=== ROWS ===

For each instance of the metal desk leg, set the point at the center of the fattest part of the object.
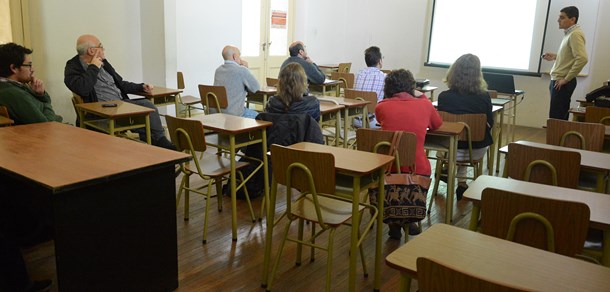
(353, 259)
(233, 182)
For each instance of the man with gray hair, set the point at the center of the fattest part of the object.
(298, 54)
(238, 81)
(90, 75)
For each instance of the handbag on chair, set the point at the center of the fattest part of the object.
(405, 193)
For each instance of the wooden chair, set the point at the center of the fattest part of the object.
(434, 276)
(313, 174)
(364, 95)
(546, 166)
(213, 97)
(188, 135)
(346, 78)
(553, 225)
(379, 141)
(595, 114)
(475, 126)
(344, 68)
(188, 101)
(586, 136)
(272, 81)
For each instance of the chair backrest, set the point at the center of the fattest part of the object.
(213, 97)
(272, 81)
(475, 124)
(569, 220)
(596, 114)
(4, 112)
(368, 139)
(180, 77)
(433, 276)
(186, 134)
(492, 93)
(586, 136)
(364, 95)
(345, 68)
(321, 165)
(565, 163)
(346, 78)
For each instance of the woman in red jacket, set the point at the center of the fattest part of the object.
(404, 109)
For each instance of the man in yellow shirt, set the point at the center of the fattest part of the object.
(569, 61)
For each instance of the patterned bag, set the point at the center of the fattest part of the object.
(405, 193)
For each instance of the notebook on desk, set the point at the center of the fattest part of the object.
(502, 83)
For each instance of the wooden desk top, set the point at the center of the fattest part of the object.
(122, 109)
(347, 102)
(4, 121)
(499, 261)
(159, 92)
(329, 66)
(327, 107)
(427, 88)
(448, 128)
(588, 159)
(598, 203)
(230, 124)
(348, 160)
(58, 156)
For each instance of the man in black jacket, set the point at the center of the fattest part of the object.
(91, 76)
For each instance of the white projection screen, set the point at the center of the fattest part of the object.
(507, 36)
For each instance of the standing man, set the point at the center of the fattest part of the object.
(20, 92)
(90, 75)
(569, 60)
(238, 80)
(371, 78)
(298, 54)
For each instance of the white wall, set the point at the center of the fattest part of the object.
(148, 40)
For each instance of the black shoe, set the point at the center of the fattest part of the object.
(39, 286)
(395, 231)
(414, 229)
(459, 192)
(164, 143)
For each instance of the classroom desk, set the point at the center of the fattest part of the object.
(261, 96)
(599, 204)
(113, 203)
(328, 83)
(445, 139)
(163, 96)
(512, 101)
(356, 165)
(329, 113)
(234, 133)
(497, 260)
(125, 116)
(496, 134)
(598, 162)
(352, 107)
(4, 121)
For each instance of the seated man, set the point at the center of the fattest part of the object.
(298, 54)
(371, 78)
(92, 77)
(22, 93)
(237, 79)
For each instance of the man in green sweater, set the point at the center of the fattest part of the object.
(569, 60)
(22, 93)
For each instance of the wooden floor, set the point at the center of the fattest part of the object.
(224, 265)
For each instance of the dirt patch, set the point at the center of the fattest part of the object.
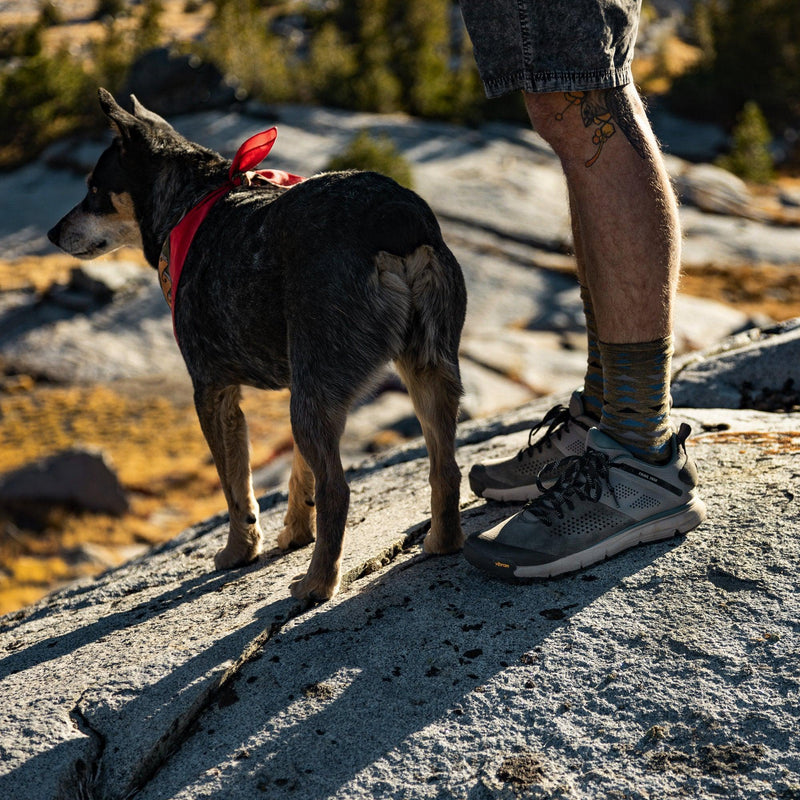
(524, 769)
(755, 289)
(160, 456)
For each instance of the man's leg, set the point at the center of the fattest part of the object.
(628, 245)
(635, 482)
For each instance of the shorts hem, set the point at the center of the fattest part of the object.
(534, 82)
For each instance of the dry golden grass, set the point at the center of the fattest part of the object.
(161, 459)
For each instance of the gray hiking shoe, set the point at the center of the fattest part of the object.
(604, 502)
(515, 478)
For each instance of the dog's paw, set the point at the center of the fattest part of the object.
(440, 544)
(313, 588)
(296, 536)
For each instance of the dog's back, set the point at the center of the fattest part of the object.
(346, 270)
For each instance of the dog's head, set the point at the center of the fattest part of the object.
(105, 219)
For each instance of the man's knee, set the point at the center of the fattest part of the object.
(572, 121)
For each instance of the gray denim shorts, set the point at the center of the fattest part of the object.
(552, 45)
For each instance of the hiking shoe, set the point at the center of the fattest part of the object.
(515, 479)
(604, 502)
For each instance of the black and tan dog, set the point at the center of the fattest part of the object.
(314, 287)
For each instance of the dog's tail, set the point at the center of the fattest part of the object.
(427, 289)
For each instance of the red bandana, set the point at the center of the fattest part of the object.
(249, 155)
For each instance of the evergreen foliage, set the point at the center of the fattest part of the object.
(750, 157)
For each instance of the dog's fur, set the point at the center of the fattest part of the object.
(314, 287)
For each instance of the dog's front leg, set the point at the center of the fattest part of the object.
(225, 429)
(299, 521)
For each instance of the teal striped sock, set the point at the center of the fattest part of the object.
(592, 392)
(636, 396)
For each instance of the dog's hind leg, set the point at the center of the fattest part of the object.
(299, 520)
(318, 425)
(435, 391)
(225, 429)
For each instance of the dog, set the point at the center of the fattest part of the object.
(314, 285)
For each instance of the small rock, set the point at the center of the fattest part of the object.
(77, 478)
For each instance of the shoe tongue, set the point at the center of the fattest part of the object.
(597, 440)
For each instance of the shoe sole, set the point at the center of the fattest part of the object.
(515, 494)
(651, 530)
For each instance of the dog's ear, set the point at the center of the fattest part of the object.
(142, 113)
(123, 121)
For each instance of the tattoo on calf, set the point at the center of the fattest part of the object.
(605, 111)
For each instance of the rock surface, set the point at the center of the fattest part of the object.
(670, 670)
(76, 478)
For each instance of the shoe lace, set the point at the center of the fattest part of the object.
(557, 416)
(581, 477)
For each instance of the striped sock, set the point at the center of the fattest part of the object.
(636, 396)
(592, 392)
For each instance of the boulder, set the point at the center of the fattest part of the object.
(761, 366)
(80, 479)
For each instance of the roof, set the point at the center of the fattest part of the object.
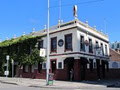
(73, 23)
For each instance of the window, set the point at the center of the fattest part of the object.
(97, 45)
(44, 65)
(102, 49)
(82, 43)
(114, 65)
(39, 67)
(118, 46)
(40, 44)
(94, 64)
(91, 65)
(60, 65)
(68, 42)
(113, 46)
(32, 68)
(54, 44)
(106, 53)
(90, 46)
(25, 68)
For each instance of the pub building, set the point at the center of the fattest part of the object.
(73, 45)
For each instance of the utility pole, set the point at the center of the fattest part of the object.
(48, 62)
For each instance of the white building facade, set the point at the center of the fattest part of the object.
(75, 45)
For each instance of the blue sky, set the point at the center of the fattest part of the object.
(18, 16)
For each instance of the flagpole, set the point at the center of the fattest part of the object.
(48, 62)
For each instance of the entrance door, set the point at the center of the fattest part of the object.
(83, 72)
(53, 66)
(69, 62)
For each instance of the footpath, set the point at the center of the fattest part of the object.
(41, 83)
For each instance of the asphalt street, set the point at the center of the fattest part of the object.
(4, 86)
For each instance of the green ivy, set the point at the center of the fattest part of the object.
(21, 50)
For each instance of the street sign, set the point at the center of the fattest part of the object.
(42, 52)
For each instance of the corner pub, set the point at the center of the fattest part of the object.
(73, 45)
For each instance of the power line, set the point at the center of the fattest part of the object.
(94, 1)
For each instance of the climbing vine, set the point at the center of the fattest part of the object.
(23, 50)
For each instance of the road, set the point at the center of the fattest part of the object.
(4, 86)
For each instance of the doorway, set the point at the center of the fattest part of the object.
(69, 62)
(53, 66)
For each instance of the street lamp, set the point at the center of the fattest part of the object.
(47, 74)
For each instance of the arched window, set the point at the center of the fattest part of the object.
(114, 65)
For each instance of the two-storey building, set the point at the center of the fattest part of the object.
(73, 45)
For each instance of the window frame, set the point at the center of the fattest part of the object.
(66, 48)
(90, 51)
(82, 43)
(39, 46)
(52, 49)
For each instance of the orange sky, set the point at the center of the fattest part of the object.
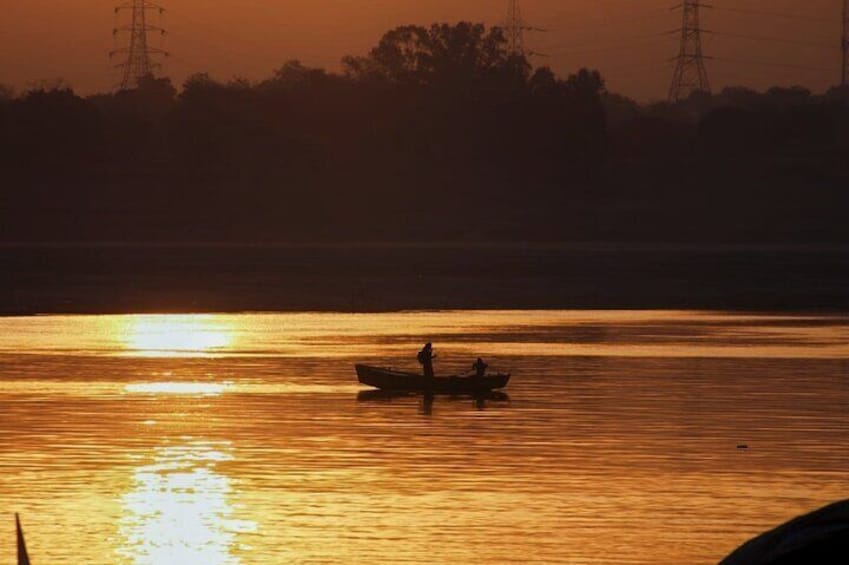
(48, 39)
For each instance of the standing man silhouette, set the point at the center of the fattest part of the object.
(426, 357)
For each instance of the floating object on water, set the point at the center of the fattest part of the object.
(23, 556)
(390, 379)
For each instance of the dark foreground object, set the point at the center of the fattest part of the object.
(818, 538)
(391, 380)
(23, 556)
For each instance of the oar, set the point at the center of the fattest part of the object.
(23, 557)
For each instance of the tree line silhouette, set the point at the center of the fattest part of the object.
(438, 133)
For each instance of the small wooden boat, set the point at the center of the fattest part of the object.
(392, 380)
(23, 556)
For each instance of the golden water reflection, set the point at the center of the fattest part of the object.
(177, 387)
(173, 335)
(178, 509)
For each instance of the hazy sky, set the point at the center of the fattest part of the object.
(70, 39)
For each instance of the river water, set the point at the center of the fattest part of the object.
(661, 437)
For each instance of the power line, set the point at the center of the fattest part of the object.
(844, 71)
(769, 64)
(785, 15)
(774, 39)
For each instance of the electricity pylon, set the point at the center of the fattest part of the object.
(844, 77)
(690, 74)
(515, 28)
(139, 62)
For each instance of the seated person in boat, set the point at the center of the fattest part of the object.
(479, 367)
(426, 357)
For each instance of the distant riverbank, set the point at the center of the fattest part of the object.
(113, 278)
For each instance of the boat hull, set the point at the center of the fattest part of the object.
(391, 380)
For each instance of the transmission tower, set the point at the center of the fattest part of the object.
(515, 29)
(139, 60)
(844, 77)
(690, 74)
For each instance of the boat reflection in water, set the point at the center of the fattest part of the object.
(178, 508)
(480, 399)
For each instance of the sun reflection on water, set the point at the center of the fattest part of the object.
(175, 335)
(176, 387)
(178, 509)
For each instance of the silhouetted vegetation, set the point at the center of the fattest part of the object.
(438, 133)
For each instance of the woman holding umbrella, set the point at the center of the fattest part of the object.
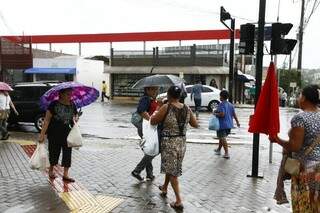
(61, 103)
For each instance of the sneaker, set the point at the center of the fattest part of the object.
(150, 178)
(226, 156)
(217, 151)
(137, 176)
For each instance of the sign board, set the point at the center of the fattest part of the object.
(293, 84)
(267, 33)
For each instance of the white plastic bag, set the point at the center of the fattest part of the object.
(39, 160)
(150, 135)
(74, 138)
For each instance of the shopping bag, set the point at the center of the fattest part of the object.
(136, 119)
(39, 160)
(150, 136)
(74, 138)
(214, 123)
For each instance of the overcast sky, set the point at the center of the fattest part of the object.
(106, 16)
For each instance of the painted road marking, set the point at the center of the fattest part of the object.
(77, 197)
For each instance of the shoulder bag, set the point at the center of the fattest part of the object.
(293, 166)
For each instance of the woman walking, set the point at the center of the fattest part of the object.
(174, 117)
(304, 142)
(59, 119)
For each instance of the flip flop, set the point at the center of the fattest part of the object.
(71, 180)
(162, 193)
(52, 176)
(176, 206)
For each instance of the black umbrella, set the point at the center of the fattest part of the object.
(158, 81)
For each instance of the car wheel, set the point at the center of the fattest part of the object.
(39, 121)
(213, 105)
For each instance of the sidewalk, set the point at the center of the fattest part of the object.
(209, 183)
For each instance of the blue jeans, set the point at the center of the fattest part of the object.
(197, 104)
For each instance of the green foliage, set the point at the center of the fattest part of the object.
(288, 76)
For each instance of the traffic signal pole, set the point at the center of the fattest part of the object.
(231, 64)
(259, 64)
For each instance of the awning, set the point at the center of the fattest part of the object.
(167, 70)
(37, 70)
(128, 69)
(245, 77)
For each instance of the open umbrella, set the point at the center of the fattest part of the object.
(158, 81)
(5, 87)
(81, 95)
(266, 116)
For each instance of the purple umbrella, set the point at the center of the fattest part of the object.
(81, 95)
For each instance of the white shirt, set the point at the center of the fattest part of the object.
(4, 101)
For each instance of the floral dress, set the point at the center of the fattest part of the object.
(305, 188)
(173, 140)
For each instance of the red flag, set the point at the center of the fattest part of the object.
(266, 116)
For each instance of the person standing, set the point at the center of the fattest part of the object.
(174, 117)
(59, 119)
(146, 107)
(5, 104)
(196, 91)
(284, 97)
(104, 91)
(225, 112)
(304, 142)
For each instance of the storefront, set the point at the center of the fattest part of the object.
(123, 78)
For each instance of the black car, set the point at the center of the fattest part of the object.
(26, 98)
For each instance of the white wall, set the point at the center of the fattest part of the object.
(90, 73)
(60, 62)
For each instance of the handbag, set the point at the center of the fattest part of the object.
(3, 114)
(293, 166)
(150, 138)
(39, 159)
(136, 119)
(214, 123)
(74, 138)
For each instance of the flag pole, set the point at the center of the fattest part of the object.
(259, 67)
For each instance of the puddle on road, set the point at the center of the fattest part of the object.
(19, 209)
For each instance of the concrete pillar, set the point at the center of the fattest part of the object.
(144, 47)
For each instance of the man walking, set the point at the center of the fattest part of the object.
(196, 96)
(104, 91)
(146, 107)
(225, 113)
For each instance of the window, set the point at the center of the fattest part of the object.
(206, 89)
(25, 94)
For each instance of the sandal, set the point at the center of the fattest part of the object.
(52, 176)
(67, 179)
(162, 193)
(175, 206)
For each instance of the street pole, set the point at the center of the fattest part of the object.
(231, 62)
(278, 71)
(300, 37)
(259, 64)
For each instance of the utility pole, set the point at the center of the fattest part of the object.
(224, 15)
(300, 35)
(259, 64)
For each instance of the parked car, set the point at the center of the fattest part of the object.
(26, 98)
(210, 97)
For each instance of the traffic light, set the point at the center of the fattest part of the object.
(246, 45)
(224, 15)
(279, 45)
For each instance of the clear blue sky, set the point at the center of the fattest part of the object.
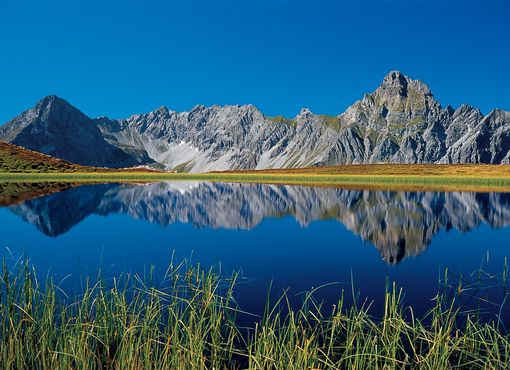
(118, 58)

===

__PROBLEM STATEMENT__
Look for the line that contains "For each instance of the handbag, set", then please copy it and the rest of the lines through the end of the data, pictures excluded.

__COMPLETED EXERCISE__
For each instance of the handbag, set the point at the center of the fattest part of the object.
(3, 114)
(293, 166)
(150, 138)
(39, 159)
(136, 119)
(214, 123)
(74, 138)
For each instance of the flag pole, set the point at the center of the fattest part of the object.
(259, 67)
For each instance of the puddle on road, set the point at the center of the fattest part of the object.
(19, 209)
For each instance of the concrete pillar, set the point at the center of the fattest part of the object.
(144, 47)
For each instance of the man walking, set the point at the center of the fattest part of the object.
(196, 96)
(104, 91)
(146, 107)
(225, 113)
For each instance of the window, set the point at the center of the fattest part of the object.
(206, 89)
(25, 94)
For each instance of the sandal, set the point at the center of the fattest part of the object.
(52, 176)
(67, 179)
(162, 193)
(175, 206)
For each instance of the street pole, set the point at the center of the fattest part of the object.
(231, 62)
(278, 71)
(300, 37)
(259, 64)
For each instance of the utility pole, set the point at the center of the fattest part of the object.
(224, 15)
(300, 35)
(259, 64)
For each instance of the parked car, set the point at the center of the fattest part of the object.
(26, 98)
(210, 97)
For each instance of the traffic light, set the point at the center of the fattest part of the object.
(246, 45)
(224, 15)
(279, 45)
For each instance of the clear blue sky, set the point at the center of the fattest part of the object.
(118, 58)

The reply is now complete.